(Point localization data)
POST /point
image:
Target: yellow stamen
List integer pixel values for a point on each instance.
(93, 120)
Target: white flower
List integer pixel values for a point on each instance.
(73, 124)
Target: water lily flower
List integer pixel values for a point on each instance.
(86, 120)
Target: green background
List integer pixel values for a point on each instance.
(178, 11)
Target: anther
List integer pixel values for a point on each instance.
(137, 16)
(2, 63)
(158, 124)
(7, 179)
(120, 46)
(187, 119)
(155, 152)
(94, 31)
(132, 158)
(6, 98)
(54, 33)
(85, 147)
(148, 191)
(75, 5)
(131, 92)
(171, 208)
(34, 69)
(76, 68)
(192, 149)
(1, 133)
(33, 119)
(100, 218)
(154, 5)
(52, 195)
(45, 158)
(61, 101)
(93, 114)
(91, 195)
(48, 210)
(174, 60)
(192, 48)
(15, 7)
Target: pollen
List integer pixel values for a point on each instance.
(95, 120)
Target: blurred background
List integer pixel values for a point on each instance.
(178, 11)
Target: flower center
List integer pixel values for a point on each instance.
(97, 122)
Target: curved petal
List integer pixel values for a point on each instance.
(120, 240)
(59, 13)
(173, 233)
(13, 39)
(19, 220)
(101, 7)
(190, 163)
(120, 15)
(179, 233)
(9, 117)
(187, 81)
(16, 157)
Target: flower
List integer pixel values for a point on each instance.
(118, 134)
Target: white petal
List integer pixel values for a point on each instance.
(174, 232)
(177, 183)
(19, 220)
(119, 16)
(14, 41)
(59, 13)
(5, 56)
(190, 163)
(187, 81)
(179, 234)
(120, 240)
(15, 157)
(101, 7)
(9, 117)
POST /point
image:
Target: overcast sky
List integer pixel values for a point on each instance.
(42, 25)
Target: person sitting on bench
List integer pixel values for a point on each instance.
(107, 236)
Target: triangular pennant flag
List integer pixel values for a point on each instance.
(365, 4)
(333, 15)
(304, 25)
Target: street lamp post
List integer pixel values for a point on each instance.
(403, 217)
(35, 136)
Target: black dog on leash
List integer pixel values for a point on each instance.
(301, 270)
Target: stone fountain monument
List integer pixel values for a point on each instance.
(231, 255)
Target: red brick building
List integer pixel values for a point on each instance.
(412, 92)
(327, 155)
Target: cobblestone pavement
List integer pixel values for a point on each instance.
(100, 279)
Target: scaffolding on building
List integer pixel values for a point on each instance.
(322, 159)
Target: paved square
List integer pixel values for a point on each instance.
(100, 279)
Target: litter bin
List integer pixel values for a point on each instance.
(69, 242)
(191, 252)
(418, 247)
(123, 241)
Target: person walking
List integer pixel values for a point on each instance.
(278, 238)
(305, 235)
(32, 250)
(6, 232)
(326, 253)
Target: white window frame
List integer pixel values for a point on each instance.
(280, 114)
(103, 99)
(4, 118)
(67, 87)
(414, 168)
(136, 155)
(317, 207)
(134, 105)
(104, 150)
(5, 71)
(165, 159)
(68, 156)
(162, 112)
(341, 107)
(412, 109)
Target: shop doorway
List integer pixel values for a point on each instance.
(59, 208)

...

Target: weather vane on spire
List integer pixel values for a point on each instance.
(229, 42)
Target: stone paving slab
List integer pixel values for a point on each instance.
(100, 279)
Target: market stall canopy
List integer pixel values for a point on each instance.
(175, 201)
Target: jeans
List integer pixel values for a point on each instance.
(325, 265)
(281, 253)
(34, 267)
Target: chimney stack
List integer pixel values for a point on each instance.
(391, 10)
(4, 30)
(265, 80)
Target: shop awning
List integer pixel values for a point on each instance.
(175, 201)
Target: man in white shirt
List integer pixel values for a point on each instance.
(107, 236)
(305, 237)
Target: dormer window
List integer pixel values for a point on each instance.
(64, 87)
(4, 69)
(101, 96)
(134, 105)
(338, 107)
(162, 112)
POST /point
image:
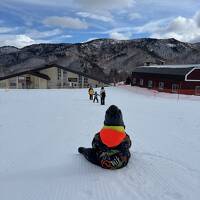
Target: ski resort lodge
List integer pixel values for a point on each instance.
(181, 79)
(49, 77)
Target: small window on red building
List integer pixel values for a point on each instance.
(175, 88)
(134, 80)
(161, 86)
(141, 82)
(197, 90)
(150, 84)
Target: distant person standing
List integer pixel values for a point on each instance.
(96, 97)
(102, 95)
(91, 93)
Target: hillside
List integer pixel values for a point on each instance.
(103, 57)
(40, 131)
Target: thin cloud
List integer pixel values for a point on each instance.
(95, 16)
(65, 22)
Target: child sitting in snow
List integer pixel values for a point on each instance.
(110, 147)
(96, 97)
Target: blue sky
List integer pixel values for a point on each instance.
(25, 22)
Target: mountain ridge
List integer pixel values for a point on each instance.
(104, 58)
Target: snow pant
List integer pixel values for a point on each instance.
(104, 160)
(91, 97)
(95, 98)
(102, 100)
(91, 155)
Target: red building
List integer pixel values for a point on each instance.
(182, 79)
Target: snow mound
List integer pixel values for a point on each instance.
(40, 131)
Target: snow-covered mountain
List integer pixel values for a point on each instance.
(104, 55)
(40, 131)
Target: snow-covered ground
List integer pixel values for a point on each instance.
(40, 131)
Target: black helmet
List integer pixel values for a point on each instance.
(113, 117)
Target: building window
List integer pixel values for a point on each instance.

» WORK INSTRUCTION
State the number of lines in the data that carry "building", and add nothing to it.

» FINISHED EXERCISE
5